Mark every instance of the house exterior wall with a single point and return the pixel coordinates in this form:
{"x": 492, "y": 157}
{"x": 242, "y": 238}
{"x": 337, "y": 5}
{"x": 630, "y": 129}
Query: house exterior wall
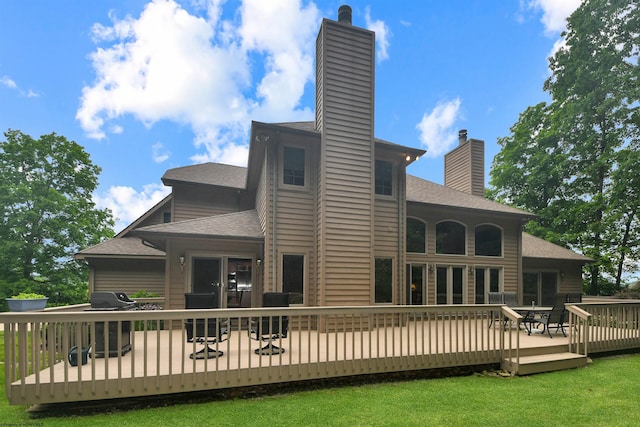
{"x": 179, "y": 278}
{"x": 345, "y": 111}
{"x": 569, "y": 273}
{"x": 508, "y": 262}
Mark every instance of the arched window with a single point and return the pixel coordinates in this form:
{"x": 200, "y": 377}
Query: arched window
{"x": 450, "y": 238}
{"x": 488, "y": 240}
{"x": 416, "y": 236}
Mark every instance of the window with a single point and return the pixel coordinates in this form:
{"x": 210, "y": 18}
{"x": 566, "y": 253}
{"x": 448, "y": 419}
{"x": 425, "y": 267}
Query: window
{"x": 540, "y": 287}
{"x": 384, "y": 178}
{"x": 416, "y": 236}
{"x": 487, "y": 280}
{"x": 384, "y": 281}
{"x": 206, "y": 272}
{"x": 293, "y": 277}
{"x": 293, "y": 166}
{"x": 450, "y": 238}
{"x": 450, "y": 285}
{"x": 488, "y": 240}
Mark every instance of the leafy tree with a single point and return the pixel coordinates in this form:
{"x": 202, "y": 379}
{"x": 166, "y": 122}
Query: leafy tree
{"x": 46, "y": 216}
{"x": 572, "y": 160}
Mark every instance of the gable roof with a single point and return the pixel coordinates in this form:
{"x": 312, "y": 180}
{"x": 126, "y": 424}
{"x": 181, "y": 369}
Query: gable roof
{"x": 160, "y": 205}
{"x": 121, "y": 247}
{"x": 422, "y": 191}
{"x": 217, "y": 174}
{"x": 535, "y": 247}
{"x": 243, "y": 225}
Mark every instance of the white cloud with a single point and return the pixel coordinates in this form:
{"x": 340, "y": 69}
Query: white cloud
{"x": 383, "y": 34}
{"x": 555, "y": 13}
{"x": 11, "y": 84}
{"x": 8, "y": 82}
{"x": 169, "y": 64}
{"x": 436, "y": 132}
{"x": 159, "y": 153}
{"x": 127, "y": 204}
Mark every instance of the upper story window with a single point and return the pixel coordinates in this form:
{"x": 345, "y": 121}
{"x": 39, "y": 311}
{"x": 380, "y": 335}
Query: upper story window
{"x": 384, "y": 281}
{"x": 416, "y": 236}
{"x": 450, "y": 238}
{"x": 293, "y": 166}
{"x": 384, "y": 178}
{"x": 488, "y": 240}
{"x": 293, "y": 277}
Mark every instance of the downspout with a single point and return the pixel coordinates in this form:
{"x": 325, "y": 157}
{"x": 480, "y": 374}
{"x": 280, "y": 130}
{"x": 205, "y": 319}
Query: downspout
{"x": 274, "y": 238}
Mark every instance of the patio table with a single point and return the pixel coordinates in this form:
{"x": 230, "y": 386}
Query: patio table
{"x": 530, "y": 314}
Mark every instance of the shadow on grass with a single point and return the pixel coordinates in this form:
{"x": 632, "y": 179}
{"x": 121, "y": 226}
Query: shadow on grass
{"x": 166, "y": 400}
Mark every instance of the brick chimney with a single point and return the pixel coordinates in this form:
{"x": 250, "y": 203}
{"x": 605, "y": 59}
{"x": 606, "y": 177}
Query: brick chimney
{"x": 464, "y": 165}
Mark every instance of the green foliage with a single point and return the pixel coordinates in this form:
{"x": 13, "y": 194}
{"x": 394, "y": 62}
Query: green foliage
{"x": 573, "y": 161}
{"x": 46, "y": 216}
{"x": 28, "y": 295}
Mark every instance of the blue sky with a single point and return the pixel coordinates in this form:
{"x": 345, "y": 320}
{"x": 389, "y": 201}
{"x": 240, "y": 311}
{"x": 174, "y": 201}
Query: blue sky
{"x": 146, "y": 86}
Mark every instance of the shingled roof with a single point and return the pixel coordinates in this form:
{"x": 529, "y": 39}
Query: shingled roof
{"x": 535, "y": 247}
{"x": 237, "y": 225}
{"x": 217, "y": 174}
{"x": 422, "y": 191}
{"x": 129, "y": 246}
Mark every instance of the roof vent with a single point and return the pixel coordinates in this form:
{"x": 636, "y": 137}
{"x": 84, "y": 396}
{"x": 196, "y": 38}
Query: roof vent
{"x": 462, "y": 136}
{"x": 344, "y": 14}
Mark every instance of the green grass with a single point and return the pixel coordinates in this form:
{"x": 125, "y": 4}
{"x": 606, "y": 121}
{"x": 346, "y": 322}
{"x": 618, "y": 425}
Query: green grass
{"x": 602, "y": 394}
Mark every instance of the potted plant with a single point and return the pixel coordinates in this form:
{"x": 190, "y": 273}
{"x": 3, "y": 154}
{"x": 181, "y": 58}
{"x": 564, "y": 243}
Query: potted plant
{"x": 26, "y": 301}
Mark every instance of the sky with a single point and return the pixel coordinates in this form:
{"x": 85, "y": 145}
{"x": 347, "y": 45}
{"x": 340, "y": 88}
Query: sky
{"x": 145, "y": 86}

--- --- ---

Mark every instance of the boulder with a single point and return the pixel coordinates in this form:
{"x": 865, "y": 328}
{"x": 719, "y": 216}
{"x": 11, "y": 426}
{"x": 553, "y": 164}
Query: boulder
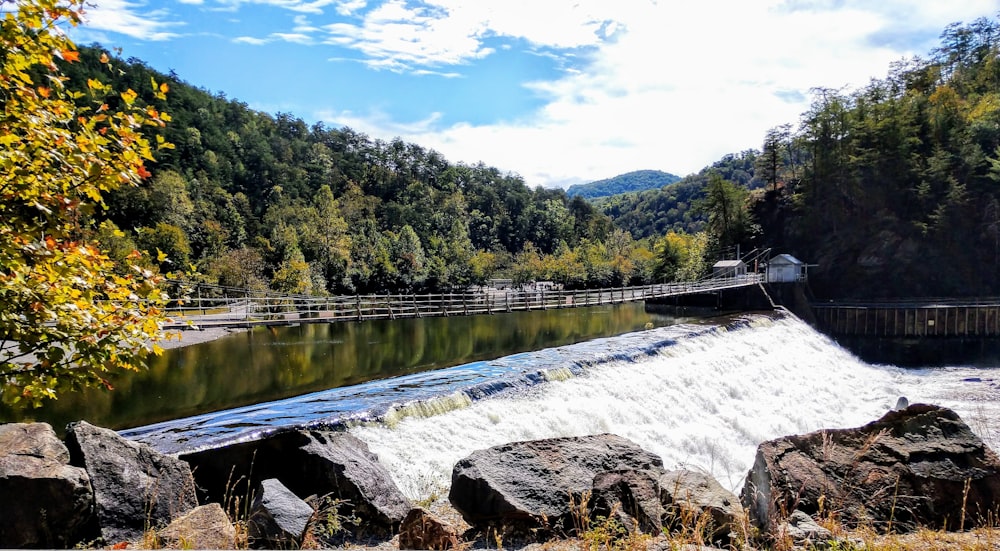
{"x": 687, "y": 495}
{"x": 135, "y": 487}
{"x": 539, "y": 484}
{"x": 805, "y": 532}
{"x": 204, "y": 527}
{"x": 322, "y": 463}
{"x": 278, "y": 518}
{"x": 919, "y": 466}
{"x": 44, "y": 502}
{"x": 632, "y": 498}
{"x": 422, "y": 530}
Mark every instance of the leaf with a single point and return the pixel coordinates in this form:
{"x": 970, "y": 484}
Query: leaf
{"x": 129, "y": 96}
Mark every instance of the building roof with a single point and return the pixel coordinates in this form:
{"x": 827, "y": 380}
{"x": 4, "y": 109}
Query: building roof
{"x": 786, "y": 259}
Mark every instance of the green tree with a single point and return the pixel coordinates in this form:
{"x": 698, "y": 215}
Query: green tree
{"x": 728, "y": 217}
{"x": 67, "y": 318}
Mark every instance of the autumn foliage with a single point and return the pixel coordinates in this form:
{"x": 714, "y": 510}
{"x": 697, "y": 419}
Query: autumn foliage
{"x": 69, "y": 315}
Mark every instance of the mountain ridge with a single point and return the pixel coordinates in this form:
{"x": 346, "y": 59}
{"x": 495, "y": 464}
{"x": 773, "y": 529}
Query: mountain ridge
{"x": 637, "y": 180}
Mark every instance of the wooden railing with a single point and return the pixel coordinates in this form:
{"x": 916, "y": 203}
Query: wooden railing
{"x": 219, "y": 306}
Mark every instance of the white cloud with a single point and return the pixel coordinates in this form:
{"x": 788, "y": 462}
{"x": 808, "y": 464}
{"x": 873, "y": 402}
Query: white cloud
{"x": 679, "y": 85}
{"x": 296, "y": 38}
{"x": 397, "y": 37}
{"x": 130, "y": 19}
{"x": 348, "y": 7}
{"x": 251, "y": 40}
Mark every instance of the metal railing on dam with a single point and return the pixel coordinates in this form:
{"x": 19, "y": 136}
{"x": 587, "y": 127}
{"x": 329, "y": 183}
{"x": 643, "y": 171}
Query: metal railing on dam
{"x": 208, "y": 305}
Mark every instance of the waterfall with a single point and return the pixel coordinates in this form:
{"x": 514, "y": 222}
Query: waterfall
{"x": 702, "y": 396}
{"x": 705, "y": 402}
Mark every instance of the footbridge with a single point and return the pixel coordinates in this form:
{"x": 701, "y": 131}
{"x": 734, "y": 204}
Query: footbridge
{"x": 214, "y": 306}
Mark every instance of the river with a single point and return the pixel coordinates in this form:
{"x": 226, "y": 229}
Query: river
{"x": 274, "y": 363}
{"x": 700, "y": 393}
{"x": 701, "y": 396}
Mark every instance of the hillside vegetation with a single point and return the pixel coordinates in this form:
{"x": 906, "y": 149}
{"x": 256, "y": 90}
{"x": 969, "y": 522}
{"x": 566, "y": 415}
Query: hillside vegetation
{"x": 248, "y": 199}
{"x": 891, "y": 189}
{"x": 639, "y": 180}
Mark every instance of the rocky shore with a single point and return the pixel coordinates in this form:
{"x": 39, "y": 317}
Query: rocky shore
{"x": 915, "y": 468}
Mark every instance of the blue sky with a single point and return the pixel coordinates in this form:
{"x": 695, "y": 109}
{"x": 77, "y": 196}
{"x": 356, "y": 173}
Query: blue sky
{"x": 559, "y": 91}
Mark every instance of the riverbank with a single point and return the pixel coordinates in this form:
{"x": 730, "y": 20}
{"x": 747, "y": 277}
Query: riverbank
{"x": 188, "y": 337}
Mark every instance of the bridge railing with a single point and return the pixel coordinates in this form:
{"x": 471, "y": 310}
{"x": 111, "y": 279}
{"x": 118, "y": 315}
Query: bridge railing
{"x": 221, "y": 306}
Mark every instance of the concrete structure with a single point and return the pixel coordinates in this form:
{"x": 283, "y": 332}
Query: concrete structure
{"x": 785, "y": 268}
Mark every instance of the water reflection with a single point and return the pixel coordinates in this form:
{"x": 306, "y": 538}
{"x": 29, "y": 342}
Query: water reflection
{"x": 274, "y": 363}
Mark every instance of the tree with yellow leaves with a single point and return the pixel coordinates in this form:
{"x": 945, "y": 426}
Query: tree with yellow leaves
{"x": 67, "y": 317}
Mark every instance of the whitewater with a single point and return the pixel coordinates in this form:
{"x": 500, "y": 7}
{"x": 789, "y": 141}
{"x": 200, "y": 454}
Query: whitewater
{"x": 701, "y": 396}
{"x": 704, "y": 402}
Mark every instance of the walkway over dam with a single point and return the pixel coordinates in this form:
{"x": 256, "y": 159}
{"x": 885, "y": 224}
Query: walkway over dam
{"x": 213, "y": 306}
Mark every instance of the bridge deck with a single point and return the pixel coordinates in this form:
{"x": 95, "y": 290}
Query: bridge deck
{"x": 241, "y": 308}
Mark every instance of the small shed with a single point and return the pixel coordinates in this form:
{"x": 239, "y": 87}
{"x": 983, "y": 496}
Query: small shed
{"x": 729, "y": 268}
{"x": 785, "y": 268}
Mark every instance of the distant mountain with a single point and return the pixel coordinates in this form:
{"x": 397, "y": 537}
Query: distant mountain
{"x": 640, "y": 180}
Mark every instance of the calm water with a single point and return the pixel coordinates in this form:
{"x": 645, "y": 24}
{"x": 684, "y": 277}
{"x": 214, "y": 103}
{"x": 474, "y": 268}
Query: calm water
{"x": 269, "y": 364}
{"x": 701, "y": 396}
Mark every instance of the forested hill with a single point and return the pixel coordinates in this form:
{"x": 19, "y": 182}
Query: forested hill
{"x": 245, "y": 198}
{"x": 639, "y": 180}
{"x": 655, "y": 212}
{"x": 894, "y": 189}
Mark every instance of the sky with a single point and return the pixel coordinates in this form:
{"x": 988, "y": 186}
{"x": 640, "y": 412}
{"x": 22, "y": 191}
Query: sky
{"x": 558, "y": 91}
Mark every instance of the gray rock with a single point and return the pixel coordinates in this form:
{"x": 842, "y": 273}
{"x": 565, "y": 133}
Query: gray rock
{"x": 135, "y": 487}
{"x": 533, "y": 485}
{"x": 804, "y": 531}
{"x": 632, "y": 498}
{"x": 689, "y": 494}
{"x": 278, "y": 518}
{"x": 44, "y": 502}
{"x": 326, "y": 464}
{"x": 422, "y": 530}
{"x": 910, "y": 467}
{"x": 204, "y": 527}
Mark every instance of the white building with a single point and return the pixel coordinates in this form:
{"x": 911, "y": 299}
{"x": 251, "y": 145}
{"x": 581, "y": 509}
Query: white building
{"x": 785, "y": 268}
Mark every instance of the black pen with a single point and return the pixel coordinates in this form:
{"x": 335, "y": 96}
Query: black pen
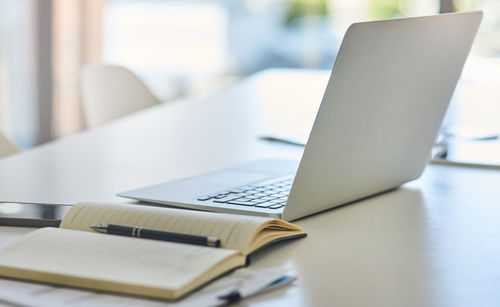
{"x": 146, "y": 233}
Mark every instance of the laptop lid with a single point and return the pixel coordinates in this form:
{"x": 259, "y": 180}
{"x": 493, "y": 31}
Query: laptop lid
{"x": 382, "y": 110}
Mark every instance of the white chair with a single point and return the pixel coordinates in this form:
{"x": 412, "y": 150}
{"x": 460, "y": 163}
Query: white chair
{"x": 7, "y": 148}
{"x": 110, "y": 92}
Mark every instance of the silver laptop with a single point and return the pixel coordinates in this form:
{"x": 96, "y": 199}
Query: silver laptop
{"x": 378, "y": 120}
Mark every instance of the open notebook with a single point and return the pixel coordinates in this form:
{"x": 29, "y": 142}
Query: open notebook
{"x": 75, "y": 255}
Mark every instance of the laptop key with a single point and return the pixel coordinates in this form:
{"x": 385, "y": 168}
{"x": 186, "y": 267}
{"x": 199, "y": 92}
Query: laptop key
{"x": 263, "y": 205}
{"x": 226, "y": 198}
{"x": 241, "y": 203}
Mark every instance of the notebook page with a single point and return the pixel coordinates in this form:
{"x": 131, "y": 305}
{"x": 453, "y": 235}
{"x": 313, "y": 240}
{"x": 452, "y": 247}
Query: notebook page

--- --- ---

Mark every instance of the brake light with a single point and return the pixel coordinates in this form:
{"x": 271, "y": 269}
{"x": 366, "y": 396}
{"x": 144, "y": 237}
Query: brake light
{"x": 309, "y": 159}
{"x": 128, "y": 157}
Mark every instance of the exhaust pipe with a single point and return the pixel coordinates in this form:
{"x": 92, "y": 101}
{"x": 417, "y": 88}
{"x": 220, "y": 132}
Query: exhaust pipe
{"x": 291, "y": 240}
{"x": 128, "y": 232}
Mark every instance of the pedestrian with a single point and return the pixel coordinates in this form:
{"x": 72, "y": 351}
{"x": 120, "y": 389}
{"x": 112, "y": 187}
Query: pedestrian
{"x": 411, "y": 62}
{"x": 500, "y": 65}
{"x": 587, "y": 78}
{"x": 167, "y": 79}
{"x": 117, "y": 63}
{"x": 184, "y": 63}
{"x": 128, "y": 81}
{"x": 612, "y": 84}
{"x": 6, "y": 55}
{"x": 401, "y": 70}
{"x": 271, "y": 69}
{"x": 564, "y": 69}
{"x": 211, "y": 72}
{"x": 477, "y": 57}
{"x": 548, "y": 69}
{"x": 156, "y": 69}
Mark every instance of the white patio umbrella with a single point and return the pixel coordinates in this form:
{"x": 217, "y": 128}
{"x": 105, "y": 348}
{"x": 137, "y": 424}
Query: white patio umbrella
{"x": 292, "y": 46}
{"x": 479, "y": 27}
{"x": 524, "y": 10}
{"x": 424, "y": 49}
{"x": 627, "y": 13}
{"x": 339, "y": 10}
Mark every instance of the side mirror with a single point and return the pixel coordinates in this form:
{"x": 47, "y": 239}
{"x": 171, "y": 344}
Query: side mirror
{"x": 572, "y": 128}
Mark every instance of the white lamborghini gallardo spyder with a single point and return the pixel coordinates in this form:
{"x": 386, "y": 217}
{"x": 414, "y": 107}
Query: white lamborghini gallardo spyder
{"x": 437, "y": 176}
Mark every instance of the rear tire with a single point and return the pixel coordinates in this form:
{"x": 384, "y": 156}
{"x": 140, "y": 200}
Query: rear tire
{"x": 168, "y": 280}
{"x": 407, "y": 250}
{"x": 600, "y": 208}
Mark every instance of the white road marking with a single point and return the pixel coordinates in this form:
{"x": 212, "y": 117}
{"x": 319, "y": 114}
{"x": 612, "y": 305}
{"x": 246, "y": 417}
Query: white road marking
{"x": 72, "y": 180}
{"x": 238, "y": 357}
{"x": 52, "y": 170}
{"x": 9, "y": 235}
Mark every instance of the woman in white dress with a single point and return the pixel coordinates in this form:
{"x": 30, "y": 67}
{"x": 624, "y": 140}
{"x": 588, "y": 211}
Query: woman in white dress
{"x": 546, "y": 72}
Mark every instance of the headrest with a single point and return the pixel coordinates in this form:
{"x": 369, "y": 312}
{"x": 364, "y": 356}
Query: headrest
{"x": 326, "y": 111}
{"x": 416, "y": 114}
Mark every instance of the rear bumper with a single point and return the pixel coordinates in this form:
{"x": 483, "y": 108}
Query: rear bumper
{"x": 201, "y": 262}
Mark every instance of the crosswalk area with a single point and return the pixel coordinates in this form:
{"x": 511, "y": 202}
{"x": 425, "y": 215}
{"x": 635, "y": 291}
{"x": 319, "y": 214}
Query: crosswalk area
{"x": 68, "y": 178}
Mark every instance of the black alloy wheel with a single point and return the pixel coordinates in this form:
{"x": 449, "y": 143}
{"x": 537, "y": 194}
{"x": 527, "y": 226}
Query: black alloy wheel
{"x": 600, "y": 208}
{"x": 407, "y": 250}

--- --- ---

*The task*. Reproduce, word for word, the lines of the entries that begin at the line containing "Mark every instance of the silver" and end after the line containing "Query: notebook page", with both of those lines included.

*Finished answer*.
Mark every instance of the silver laptop with a single point and return the pixel coordinates in this form:
{"x": 96, "y": 199}
Query: silver laptop
{"x": 378, "y": 120}
Mark every instance of the open notebook with a single point and return the pixel coordinates in this form:
{"x": 29, "y": 142}
Query: open notebook
{"x": 75, "y": 255}
Mark every instance of the laptop key with a single point and return the pixel coordinates in this form:
{"x": 385, "y": 168}
{"x": 186, "y": 267}
{"x": 199, "y": 92}
Query: laptop key
{"x": 263, "y": 205}
{"x": 226, "y": 198}
{"x": 241, "y": 203}
Mark every instance of the notebook page with a single point and return the pixel coordinates in this form:
{"x": 131, "y": 305}
{"x": 453, "y": 235}
{"x": 313, "y": 240}
{"x": 452, "y": 247}
Query: notebook page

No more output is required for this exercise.